SHORT EXERCISE:
Pictures appear in the records below; write out everything else exactly.

RECORDS SHOWN:
________________________

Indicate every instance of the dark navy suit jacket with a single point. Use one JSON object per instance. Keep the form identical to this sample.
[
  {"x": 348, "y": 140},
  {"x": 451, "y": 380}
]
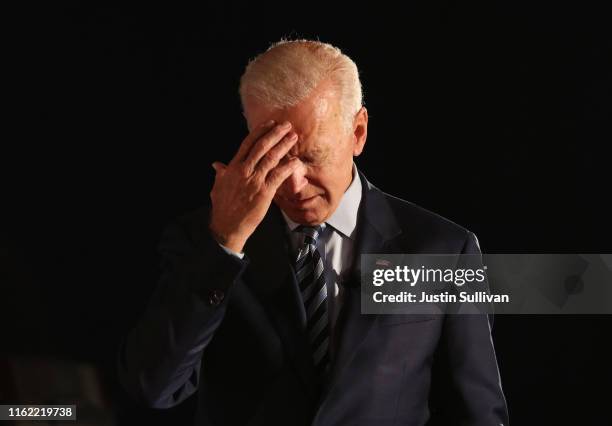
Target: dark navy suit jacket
[{"x": 233, "y": 330}]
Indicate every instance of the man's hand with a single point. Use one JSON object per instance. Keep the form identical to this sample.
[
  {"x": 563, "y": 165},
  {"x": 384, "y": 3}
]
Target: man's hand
[{"x": 244, "y": 189}]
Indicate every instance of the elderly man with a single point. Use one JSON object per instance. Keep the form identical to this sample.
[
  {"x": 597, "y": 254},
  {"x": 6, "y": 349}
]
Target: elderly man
[{"x": 258, "y": 306}]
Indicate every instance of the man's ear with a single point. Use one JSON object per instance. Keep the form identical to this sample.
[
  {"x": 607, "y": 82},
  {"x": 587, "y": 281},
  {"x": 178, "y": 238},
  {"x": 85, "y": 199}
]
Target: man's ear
[{"x": 360, "y": 130}]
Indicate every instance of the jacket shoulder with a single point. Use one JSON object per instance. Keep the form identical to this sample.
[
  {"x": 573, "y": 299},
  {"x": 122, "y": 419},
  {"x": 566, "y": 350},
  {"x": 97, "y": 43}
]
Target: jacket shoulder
[{"x": 421, "y": 223}]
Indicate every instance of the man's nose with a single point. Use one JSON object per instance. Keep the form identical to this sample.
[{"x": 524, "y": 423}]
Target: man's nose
[{"x": 297, "y": 180}]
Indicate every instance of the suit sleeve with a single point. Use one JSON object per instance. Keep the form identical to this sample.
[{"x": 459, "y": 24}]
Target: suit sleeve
[
  {"x": 159, "y": 360},
  {"x": 476, "y": 397}
]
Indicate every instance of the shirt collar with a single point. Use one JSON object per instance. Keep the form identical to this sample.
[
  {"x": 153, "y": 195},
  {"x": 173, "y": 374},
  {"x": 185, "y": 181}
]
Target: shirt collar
[{"x": 344, "y": 218}]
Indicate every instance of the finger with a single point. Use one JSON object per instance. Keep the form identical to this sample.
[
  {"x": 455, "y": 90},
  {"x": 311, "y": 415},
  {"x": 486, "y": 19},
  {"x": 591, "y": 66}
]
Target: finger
[
  {"x": 276, "y": 154},
  {"x": 218, "y": 166},
  {"x": 281, "y": 172},
  {"x": 264, "y": 144},
  {"x": 251, "y": 138}
]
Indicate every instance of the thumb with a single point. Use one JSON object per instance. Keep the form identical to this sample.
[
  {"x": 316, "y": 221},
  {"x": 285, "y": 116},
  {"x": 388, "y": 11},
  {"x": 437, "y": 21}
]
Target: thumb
[{"x": 218, "y": 166}]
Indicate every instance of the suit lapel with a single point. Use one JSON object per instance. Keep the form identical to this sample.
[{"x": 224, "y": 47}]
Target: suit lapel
[
  {"x": 376, "y": 229},
  {"x": 271, "y": 277}
]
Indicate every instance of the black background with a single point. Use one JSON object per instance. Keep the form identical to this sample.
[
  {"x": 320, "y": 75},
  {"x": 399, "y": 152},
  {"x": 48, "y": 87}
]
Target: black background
[{"x": 493, "y": 114}]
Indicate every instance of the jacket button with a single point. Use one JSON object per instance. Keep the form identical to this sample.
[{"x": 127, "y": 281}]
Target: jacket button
[{"x": 215, "y": 297}]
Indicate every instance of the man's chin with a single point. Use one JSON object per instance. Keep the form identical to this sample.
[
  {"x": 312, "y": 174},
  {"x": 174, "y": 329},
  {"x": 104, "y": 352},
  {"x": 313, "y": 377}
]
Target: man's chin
[{"x": 309, "y": 216}]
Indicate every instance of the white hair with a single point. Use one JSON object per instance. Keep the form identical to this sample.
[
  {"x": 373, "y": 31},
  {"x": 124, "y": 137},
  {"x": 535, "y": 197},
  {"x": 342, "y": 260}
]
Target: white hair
[{"x": 288, "y": 72}]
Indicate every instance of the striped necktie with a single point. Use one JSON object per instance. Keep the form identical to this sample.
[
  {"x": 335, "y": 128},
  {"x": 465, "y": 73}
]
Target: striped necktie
[{"x": 311, "y": 279}]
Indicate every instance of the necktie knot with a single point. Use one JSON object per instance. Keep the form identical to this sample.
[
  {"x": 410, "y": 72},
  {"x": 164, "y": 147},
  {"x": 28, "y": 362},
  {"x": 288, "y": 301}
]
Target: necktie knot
[{"x": 311, "y": 233}]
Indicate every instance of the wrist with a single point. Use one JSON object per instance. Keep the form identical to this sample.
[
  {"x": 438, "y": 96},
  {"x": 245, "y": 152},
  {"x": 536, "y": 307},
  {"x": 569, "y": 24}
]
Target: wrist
[{"x": 234, "y": 243}]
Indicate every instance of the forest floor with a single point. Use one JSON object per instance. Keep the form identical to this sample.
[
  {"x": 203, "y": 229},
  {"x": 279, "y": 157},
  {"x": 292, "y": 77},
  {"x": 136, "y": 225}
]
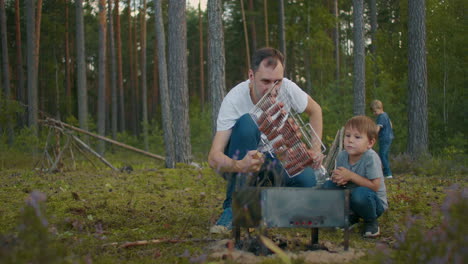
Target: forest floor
[{"x": 90, "y": 214}]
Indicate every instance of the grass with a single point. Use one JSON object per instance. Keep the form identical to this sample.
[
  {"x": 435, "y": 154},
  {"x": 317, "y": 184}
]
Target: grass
[{"x": 91, "y": 206}]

________________________

CORRECT ANSWER:
Indicate every instance of the dark navy suit jacket with a single point. Use one JSON object per instance. Keep the form identical to this sample.
[
  {"x": 348, "y": 140},
  {"x": 451, "y": 380}
]
Target: dark navy suit jacket
[{"x": 233, "y": 330}]
Indicate every instance of the man's hand with a single point. Use one JSON object per instance. Keep the form identical to this sample.
[
  {"x": 563, "y": 165},
  {"x": 384, "y": 3}
]
Target: man's hand
[{"x": 244, "y": 189}]
Indicate every instance of the elderly man with a single point. Use one JSON object per instance. Keep the form identical to this sample.
[
  {"x": 597, "y": 254},
  {"x": 6, "y": 349}
]
Target: elderly man
[{"x": 258, "y": 306}]
Indicate every instance of the man's ear with a single point. Use one JSON object per instance. Keep the form identical to this sample.
[
  {"x": 607, "y": 82},
  {"x": 587, "y": 281},
  {"x": 178, "y": 238},
  {"x": 85, "y": 199}
]
Target: man's ear
[{"x": 360, "y": 130}]
Indicate every instance of the jacket shoulder with a single point. Use one JSON object per instance. Keep the form identical to this sample.
[
  {"x": 573, "y": 299},
  {"x": 122, "y": 419},
  {"x": 566, "y": 350},
  {"x": 97, "y": 43}
]
Target: jacket shoulder
[{"x": 421, "y": 223}]
Indicate every instance of the man's nose with a single point. Use one JSON object per instance. Keep the form identical to this sample.
[{"x": 524, "y": 423}]
Target: man's nose
[{"x": 297, "y": 180}]
Indicate every instance of the suit sleeve with a single point. Use one JSON object per instance. Keep the form identical to this sample.
[{"x": 459, "y": 24}]
Target: suit sleeve
[
  {"x": 159, "y": 360},
  {"x": 476, "y": 397}
]
Indicate every instance of the shirt collar with a single point. Use one JSON object per instance. Keep the form identical to this sample.
[
  {"x": 153, "y": 195},
  {"x": 173, "y": 374},
  {"x": 185, "y": 181}
]
Target: shirt collar
[{"x": 344, "y": 218}]
Indicate every instance of the finger with a single point. Use one JSON object per instance. Keep the form identical to this sample.
[
  {"x": 455, "y": 90},
  {"x": 311, "y": 415},
  {"x": 486, "y": 19},
  {"x": 591, "y": 66}
]
Target: finger
[
  {"x": 276, "y": 154},
  {"x": 218, "y": 166},
  {"x": 281, "y": 172},
  {"x": 264, "y": 144},
  {"x": 251, "y": 138}
]
Indicate every instance of the thumb with a single point. Use one JSON object per instance. Keep the form identical to this sample.
[
  {"x": 316, "y": 221},
  {"x": 285, "y": 116},
  {"x": 388, "y": 11},
  {"x": 437, "y": 21}
]
Target: thumb
[{"x": 218, "y": 166}]
Indicate every instance of the suit lapel with a single point. Use one JSON object per instance. Keep the form identical to this sample.
[{"x": 224, "y": 47}]
Target: suit lapel
[
  {"x": 376, "y": 229},
  {"x": 271, "y": 277}
]
Indicate every instance of the black background with a single point. Use one JSON object per instance. Keep the form identical to this sample.
[
  {"x": 320, "y": 75},
  {"x": 399, "y": 152},
  {"x": 48, "y": 87}
]
Target: black background
[{"x": 493, "y": 114}]
Indicate every instance of the jacket button with a single point. Use one JSON object per instance. Keep the form identical to this sample.
[{"x": 127, "y": 281}]
Target: jacket button
[{"x": 215, "y": 297}]
Indicate every instance of the man's chin with a single point. Use one JSON object per instance. Keep the form identical to this sample.
[
  {"x": 312, "y": 174},
  {"x": 174, "y": 329},
  {"x": 104, "y": 352},
  {"x": 313, "y": 377}
]
Target: man's chin
[{"x": 309, "y": 216}]
Indicate every instance of the white hair with a single point. Use one JSON object per instance. Keep the form identical to this sample.
[
  {"x": 373, "y": 31},
  {"x": 124, "y": 137},
  {"x": 535, "y": 197},
  {"x": 342, "y": 260}
]
Target: white hair
[{"x": 288, "y": 72}]
Indicate every instance of the striped necktie with a single point. Use one JSON object per instance. Keep the form identical to this sample.
[
  {"x": 335, "y": 128},
  {"x": 465, "y": 73}
]
Target: striped necktie
[{"x": 311, "y": 279}]
Indicate every instance of the necktie knot with a single point. Use one JSON object per instance. Keep the form identical to this sample.
[
  {"x": 410, "y": 72},
  {"x": 164, "y": 147},
  {"x": 28, "y": 362},
  {"x": 288, "y": 301}
]
Target: necktie knot
[{"x": 311, "y": 233}]
Indicate every instance of the wrist with a single point. Use one JSON object per instance. Keep the form identical to this sample.
[
  {"x": 438, "y": 96},
  {"x": 245, "y": 152},
  {"x": 536, "y": 307},
  {"x": 569, "y": 24}
]
Target: wrist
[{"x": 234, "y": 243}]
Indicate every instance of the forest floor with a single point. Use one JSON object per instance. Keep the form identical to this sample.
[
  {"x": 203, "y": 229},
  {"x": 279, "y": 157},
  {"x": 292, "y": 77},
  {"x": 136, "y": 225}
]
Target: forest floor
[{"x": 90, "y": 214}]
Indicate every instance of the grass with a single point. Use one JSON object per instance. Keep the form identical to this sample.
[
  {"x": 435, "y": 154},
  {"x": 317, "y": 184}
]
Target: grass
[{"x": 91, "y": 206}]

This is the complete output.